## Information supplied
◇ ◇ ◇ ◇ ◇
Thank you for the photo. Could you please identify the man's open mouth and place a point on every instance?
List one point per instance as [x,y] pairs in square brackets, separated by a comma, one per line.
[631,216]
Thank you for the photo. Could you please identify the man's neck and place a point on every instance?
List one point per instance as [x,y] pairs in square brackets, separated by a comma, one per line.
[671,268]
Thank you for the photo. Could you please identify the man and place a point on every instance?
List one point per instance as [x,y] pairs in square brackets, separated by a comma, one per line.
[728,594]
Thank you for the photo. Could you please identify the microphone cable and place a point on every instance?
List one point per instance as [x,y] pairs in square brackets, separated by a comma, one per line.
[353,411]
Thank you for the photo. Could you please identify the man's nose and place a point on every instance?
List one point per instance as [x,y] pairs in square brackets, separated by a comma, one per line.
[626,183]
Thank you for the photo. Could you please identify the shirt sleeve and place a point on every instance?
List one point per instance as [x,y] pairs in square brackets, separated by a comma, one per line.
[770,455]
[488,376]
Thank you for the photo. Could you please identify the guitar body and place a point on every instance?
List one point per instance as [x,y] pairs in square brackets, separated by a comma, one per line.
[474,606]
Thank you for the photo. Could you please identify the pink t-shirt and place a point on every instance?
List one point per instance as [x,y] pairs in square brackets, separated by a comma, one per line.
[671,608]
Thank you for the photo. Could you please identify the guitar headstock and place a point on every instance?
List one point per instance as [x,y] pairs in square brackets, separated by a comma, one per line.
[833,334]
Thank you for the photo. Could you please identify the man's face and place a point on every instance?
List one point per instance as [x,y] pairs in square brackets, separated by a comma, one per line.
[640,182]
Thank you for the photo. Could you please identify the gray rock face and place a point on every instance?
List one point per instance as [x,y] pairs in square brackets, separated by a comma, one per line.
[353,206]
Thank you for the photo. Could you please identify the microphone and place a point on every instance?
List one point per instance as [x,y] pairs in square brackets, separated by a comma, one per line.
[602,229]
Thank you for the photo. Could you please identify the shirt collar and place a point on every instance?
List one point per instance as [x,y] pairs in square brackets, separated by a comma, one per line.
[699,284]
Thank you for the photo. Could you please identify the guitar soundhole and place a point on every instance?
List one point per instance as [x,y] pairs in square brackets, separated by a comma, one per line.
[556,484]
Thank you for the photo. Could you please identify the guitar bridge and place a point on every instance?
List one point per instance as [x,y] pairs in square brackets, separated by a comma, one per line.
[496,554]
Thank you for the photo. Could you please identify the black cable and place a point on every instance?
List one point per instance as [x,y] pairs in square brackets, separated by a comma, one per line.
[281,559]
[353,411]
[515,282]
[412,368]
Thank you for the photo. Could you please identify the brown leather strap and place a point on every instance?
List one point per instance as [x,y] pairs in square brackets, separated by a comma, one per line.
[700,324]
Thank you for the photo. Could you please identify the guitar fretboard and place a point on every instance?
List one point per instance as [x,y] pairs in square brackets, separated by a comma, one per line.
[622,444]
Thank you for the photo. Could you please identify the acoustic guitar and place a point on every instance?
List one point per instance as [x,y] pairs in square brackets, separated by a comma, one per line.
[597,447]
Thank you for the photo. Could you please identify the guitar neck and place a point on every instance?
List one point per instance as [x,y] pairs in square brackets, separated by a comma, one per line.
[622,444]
◇ ◇ ◇ ◇ ◇
## Task goal
Turn all the lines above into a JSON array of strings, one string per line, and leave out any blank lines.

## Full solution
[
  "Thank you for the photo. Could you please identify the man's open mouth and place a point on every instance?",
  "List one point per instance as [x,y] pairs in square brackets, separated by a comma, one per line.",
  "[631,216]",
  "Thank you for the photo. Could you please identify the man's neck and place a point on every instance?",
  "List one point per instance as [x,y] pairs in square brackets, separated by a comma, one per line.",
  "[671,268]",
  "Thank you for the photo. Could you please identify the man and place a point on every instance?",
  "List one point per instance as [x,y] pairs in square brackets, separated by a comma, one per line.",
  "[728,594]",
  "Thank you for the photo. Could you please identify the microphone cable and place a point on every instance?",
  "List one point per instance as [x,y] pairs in square brackets, separated by a comma, one per line.",
  "[353,411]",
  "Thank you for the photo. Could you please identify the man's nose and place a point on every instance?",
  "List one point per instance as [x,y] pairs in square brackets, separated by a comma, one per line.",
  "[626,183]",
  "Thank you for the photo. Could you please identify the shirt sleeve and place a point on every instance?",
  "List one point per instance as [x,y] pairs in square brackets, separated by a comma, one per line.",
  "[770,455]",
  "[488,376]",
  "Thank you for the photo. Could you please identify the guitar body and place a point on every instance?",
  "List one point per instance as [x,y] pairs in square brackets, separated by a comma, one per line.",
  "[474,606]",
  "Thank you for the photo. Could you please identify the pink t-shirt and place a point on every instance?",
  "List one point per instance as [x,y] pairs in square brackets, separated by a comma, one per line.",
  "[671,608]",
  "Thank you for the photo. Could you please identify the guitar headstock and place a point on every instance?",
  "List one point per instance as [x,y] pairs in square brackets, separated by a comma, one per line.",
  "[833,334]",
  "Thank you for the photo. Could you please identify the man's face and place a point on every instance?",
  "List one point per instance as [x,y] pairs in square brackets, separated by a comma, one per line.",
  "[640,182]",
  "Thank you for the photo. Could you please identify the gray rock face and place a point on every instance?",
  "List one point per instance as [x,y] pairs in square brackets, separated by a comma, one per line.",
  "[353,206]",
  "Thank you for the photo. Could you please identify the microphone and place a point on every instance?",
  "List one point per instance as [x,y] pairs in square brackets, separated by a comma, one per line.",
  "[602,229]",
  "Thank you for the photo. Could you please identify the shirt collar and place a point on every instance?",
  "List one point per instance as [x,y] pairs in square brackets, separated by a comma, one per line.",
  "[699,284]",
  "Thank you for the photo. Could you please identify the guitar soundhole and place a point on every instance?",
  "List one point per instance as [x,y] pairs in square brackets, separated by a comma, one per line.",
  "[556,484]",
  "Thank you for the photo. Could you please identify the guitar bridge and place a point on every instance?",
  "List one point per instance as [x,y] pairs in square brackets, separated by a comma, one per line.",
  "[496,554]",
  "Thank you for the photo. Could you please identify the black cable and place a point on every instance?",
  "List one point per instance as [x,y] pairs in square brackets, separated by a comma, one per line.",
  "[281,559]",
  "[353,411]",
  "[515,282]",
  "[412,368]",
  "Thank you for the photo. Could you please identify the brown leather strap and place a point on every instance?",
  "List one point per instance as [x,y] pairs in square brackets, separated by a comma, one per line.",
  "[700,324]",
  "Thank you for the photo. Could you please identify the guitar fretboard and place a point on every instance?",
  "List one point per instance as [x,y] pairs in square brackets, separated by a comma, one per line.",
  "[622,444]",
  "Thank you for the photo. Could you please identify the acoustic guitar and place a point on every instance?",
  "List one point per instance as [x,y] pairs in square brackets, separated by a comma, one per line.",
  "[597,447]",
  "Thank you for the photo. Could you please identify the guitar neck and place a point on every instance?",
  "List one point per instance as [x,y] pairs in square brackets, separated by a comma, one per line.",
  "[622,444]"
]